> [What you are asked to do]: The records below are to be restated word for word, with their images omitted.

Start of Supplied material

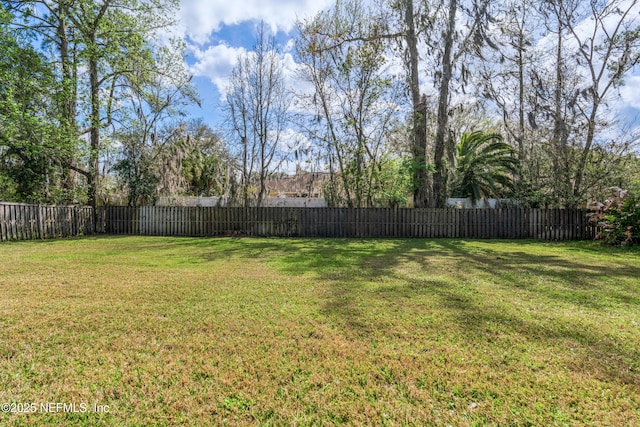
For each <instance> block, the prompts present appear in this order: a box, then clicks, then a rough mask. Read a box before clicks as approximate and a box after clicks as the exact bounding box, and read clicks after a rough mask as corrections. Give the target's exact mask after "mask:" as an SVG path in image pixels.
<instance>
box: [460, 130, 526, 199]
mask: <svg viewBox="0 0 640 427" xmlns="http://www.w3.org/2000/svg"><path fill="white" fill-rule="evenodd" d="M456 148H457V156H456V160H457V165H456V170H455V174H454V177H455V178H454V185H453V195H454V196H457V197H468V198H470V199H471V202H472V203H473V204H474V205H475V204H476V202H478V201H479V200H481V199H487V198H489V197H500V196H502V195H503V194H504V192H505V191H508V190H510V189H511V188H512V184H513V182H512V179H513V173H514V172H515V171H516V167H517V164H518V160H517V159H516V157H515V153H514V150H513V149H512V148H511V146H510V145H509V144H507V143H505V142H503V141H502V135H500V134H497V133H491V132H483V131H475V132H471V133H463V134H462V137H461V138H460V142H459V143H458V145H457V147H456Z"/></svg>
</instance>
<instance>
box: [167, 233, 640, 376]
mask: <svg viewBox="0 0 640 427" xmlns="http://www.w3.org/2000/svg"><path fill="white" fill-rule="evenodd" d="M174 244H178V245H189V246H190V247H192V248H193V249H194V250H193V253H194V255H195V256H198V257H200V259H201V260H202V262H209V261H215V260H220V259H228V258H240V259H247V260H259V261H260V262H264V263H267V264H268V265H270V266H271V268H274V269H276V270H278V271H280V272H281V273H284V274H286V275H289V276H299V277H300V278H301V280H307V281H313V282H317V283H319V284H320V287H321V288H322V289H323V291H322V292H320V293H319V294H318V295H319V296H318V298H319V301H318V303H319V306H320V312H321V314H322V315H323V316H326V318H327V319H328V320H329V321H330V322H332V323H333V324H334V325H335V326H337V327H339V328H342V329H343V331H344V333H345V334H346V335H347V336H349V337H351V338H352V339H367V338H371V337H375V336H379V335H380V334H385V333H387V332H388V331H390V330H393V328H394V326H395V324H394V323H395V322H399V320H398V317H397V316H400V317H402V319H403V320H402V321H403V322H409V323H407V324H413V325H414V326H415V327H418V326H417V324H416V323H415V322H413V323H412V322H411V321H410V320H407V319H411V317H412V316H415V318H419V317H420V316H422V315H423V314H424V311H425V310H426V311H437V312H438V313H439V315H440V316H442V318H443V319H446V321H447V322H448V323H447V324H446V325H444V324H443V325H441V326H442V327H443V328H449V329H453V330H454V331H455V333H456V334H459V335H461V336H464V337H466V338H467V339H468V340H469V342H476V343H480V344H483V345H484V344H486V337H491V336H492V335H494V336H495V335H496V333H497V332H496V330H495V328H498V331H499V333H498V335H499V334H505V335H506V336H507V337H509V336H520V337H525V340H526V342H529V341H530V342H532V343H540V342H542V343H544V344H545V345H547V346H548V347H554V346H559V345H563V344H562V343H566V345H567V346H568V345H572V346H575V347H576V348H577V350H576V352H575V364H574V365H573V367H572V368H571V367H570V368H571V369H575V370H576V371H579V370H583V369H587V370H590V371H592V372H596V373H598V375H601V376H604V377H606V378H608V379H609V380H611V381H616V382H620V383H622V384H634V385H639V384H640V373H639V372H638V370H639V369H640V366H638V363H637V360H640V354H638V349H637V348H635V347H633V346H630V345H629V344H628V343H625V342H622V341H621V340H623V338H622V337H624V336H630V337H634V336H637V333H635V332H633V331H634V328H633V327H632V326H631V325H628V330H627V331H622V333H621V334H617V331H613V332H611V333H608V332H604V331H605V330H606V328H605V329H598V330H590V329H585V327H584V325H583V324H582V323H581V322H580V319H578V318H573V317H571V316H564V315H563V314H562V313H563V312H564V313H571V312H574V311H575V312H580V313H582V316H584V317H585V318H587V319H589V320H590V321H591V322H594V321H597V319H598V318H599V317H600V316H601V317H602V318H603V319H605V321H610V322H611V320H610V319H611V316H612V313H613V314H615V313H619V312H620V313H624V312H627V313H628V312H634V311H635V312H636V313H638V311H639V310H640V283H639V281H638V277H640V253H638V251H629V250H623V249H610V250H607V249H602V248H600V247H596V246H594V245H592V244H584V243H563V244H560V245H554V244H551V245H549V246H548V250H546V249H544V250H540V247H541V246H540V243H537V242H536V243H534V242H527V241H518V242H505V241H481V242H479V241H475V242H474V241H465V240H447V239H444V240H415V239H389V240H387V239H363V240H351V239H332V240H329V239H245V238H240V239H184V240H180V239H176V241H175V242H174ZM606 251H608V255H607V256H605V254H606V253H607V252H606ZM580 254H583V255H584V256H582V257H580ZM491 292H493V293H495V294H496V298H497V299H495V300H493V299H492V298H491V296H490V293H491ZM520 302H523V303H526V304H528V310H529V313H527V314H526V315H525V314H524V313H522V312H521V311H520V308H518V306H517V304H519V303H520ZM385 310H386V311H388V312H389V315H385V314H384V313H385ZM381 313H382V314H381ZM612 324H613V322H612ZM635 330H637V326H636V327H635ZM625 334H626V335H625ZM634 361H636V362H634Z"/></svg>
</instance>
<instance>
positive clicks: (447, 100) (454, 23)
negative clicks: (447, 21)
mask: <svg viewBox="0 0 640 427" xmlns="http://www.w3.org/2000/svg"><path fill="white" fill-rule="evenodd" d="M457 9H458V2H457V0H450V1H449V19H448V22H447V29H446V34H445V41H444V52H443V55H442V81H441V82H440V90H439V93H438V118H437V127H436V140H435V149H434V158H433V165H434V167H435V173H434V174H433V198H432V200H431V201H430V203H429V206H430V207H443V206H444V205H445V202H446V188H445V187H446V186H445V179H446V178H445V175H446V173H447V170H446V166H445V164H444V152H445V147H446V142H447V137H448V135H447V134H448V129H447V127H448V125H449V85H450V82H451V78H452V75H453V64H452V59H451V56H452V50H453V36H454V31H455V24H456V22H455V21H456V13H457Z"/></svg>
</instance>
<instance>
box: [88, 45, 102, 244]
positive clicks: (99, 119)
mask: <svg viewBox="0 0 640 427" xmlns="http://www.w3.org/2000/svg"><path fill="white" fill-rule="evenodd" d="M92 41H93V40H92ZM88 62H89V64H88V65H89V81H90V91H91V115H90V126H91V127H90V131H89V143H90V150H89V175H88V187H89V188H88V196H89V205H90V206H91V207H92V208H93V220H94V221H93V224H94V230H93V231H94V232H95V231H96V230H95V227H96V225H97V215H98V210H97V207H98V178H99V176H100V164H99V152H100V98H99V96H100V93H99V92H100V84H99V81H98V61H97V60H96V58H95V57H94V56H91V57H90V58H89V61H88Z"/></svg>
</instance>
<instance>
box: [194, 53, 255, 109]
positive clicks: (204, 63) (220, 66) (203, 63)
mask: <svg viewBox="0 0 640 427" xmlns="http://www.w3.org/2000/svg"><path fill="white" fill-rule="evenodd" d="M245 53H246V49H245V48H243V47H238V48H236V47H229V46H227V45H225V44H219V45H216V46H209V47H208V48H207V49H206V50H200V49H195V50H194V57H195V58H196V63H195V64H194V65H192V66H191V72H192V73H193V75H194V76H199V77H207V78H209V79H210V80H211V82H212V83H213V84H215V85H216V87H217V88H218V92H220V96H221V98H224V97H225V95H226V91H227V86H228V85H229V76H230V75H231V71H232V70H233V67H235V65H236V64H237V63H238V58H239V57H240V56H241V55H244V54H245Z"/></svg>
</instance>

End of Supplied material

> [Result below]:
For each <instance> block, the prompts present appear in this order: a box, then clicks, then a rough mask. Read a box before clicks as approximate and a box after clicks as the exact bounding box, and read clicks after a rough mask as corrections. Give the target's exact mask after "mask:" as an SVG path in image pixels.
<instance>
box: [460, 130, 526, 199]
mask: <svg viewBox="0 0 640 427" xmlns="http://www.w3.org/2000/svg"><path fill="white" fill-rule="evenodd" d="M456 148H457V156H456V160H457V165H456V170H455V174H454V177H455V178H454V185H453V195H454V196H457V197H468V198H470V199H471V202H472V203H473V204H474V205H475V204H476V202H478V201H479V200H481V199H487V198H489V197H500V196H502V195H503V194H504V192H505V191H508V190H510V189H511V188H512V184H513V182H512V179H513V173H514V172H515V171H516V167H517V164H518V160H517V159H516V157H515V153H514V150H513V149H512V148H511V146H510V145H509V144H507V143H505V142H503V141H502V135H500V134H497V133H491V132H483V131H475V132H471V133H463V134H462V137H461V138H460V142H459V143H458V145H457V147H456Z"/></svg>
</instance>
<instance>
box: [167, 233, 640, 376]
mask: <svg viewBox="0 0 640 427" xmlns="http://www.w3.org/2000/svg"><path fill="white" fill-rule="evenodd" d="M174 244H178V245H189V246H190V247H192V248H193V249H194V250H193V253H194V255H195V256H198V257H200V259H201V260H202V262H209V261H215V260H220V259H228V258H240V259H247V260H259V261H260V262H264V263H267V264H268V265H270V266H271V268H274V269H276V270H278V271H280V272H281V273H284V274H286V275H289V276H299V277H300V278H301V280H307V281H313V282H317V283H319V284H320V287H321V288H322V289H323V291H322V292H320V293H319V294H318V295H319V296H318V298H319V301H318V303H319V306H320V312H321V314H322V315H323V316H326V318H327V319H328V320H329V321H330V322H332V323H333V324H334V325H335V326H337V327H339V328H342V329H343V331H344V333H345V334H346V335H347V336H349V337H351V338H352V339H367V338H371V337H375V336H379V335H380V334H385V333H387V332H388V331H390V330H393V328H394V326H395V324H394V323H395V322H399V320H398V317H397V316H400V317H402V319H403V320H402V321H403V322H409V323H407V324H413V325H414V326H415V327H418V326H417V324H416V323H415V322H413V323H412V322H411V321H410V320H407V319H411V317H412V316H415V318H419V317H420V316H422V315H423V314H424V311H425V310H426V311H437V312H438V313H439V315H440V316H442V318H443V319H446V321H447V322H448V323H447V324H446V325H444V324H443V325H441V326H442V327H443V328H449V329H453V330H454V331H455V333H456V334H459V335H461V336H464V337H466V338H467V339H468V340H469V342H476V343H480V344H483V345H484V344H486V337H491V336H492V335H494V336H495V335H496V333H497V332H496V330H495V328H498V331H499V333H498V335H499V334H505V335H506V336H507V337H509V336H520V337H525V340H526V342H529V341H530V342H532V343H540V342H542V343H544V344H545V345H547V346H548V347H554V346H559V345H563V344H562V343H566V345H567V346H568V345H572V346H575V347H576V348H577V350H576V352H575V364H574V365H573V367H572V368H571V367H570V368H571V369H575V370H576V371H579V370H583V369H587V370H590V371H592V372H596V373H598V375H601V376H604V377H606V378H608V379H609V380H611V381H616V382H620V383H622V384H634V385H639V384H640V373H639V372H638V370H639V369H640V366H638V363H637V360H640V354H638V349H637V348H635V347H633V346H630V345H629V344H628V343H625V342H622V341H621V340H623V338H622V337H624V336H630V337H634V336H637V333H635V332H633V331H634V328H633V327H632V326H631V325H628V330H627V331H622V333H621V334H617V331H613V332H611V333H608V332H604V331H605V330H606V328H605V329H598V330H590V329H585V327H584V325H583V324H582V323H581V322H580V319H578V318H573V317H571V316H564V315H563V314H562V313H563V312H564V313H571V312H574V311H575V312H580V313H582V316H584V317H585V318H587V319H589V320H590V321H591V322H594V321H597V319H598V318H599V317H600V316H601V317H602V318H603V319H605V321H610V322H611V320H610V319H611V316H612V313H613V314H615V313H619V312H620V313H624V312H627V313H628V312H634V311H635V312H636V313H638V311H639V310H640V283H639V281H638V277H640V253H638V251H629V250H623V249H610V250H607V249H602V248H600V247H596V246H594V245H592V244H584V243H563V244H560V245H554V244H551V245H549V246H548V250H546V249H544V250H540V247H541V246H540V243H537V242H536V243H534V242H527V241H518V242H505V241H481V242H479V241H475V242H474V241H465V240H447V239H444V240H415V239H389V240H387V239H363V240H351V239H332V240H329V239H245V238H240V239H184V240H180V239H176V241H175V242H174ZM606 251H608V255H607V256H605V254H606V253H607V252H606ZM580 254H583V255H584V256H582V257H580ZM491 292H493V293H495V294H496V298H497V299H495V300H493V299H492V298H491V296H490V293H491ZM520 302H523V303H526V304H528V310H529V313H527V314H526V315H525V314H524V313H522V312H521V311H520V308H518V306H517V304H519V303H520ZM385 310H386V311H388V312H389V315H385V314H384V313H385ZM381 313H382V314H381ZM612 324H613V322H612ZM635 330H637V326H636V327H635ZM625 334H626V335H625ZM634 361H636V362H634Z"/></svg>
</instance>
<instance>
positive clicks: (447, 100) (454, 23)
negative clicks: (447, 21)
mask: <svg viewBox="0 0 640 427" xmlns="http://www.w3.org/2000/svg"><path fill="white" fill-rule="evenodd" d="M457 9H458V2H457V0H450V1H449V19H448V22H447V29H446V34H445V41H444V52H443V55H442V81H441V82H440V90H439V93H438V118H437V127H436V140H435V149H434V158H433V165H434V167H435V173H434V174H433V198H432V200H431V201H430V203H429V206H430V207H443V206H444V205H445V202H446V188H445V187H446V186H445V179H446V178H445V175H446V173H447V170H446V166H445V164H444V152H445V147H446V142H447V137H448V135H447V134H448V129H447V127H448V125H449V85H450V82H451V78H452V75H453V64H452V59H451V56H452V50H453V36H454V31H455V24H456V22H455V21H456V13H457Z"/></svg>
</instance>
<instance>
box: [88, 45, 102, 244]
positive clicks: (99, 119)
mask: <svg viewBox="0 0 640 427" xmlns="http://www.w3.org/2000/svg"><path fill="white" fill-rule="evenodd" d="M92 41H93V40H92ZM88 62H89V64H88V65H89V81H90V91H91V115H90V126H91V127H90V131H89V143H90V150H89V175H88V187H89V188H88V196H89V205H90V206H91V207H92V208H93V220H94V221H93V224H94V230H93V231H94V232H95V231H96V230H95V227H96V225H97V215H98V210H97V207H98V178H99V176H100V164H99V152H100V98H99V96H100V93H99V92H100V84H99V81H98V61H97V60H96V58H95V57H94V56H91V57H90V58H89V61H88Z"/></svg>
</instance>
<instance>
box: [194, 53, 255, 109]
positive clicks: (204, 63) (220, 66) (203, 63)
mask: <svg viewBox="0 0 640 427" xmlns="http://www.w3.org/2000/svg"><path fill="white" fill-rule="evenodd" d="M245 53H246V49H245V48H243V47H238V48H236V47H229V46H227V45H225V44H219V45H216V46H209V47H208V48H207V49H206V50H200V49H195V50H194V57H195V58H196V63H195V64H194V65H192V66H191V72H192V73H193V75H194V76H199V77H207V78H209V79H210V80H211V82H212V83H213V84H215V85H216V87H217V88H218V92H220V96H221V98H224V97H225V95H226V91H227V86H228V85H229V76H230V75H231V71H232V70H233V67H235V65H236V64H237V63H238V58H239V57H240V56H241V55H244V54H245Z"/></svg>
</instance>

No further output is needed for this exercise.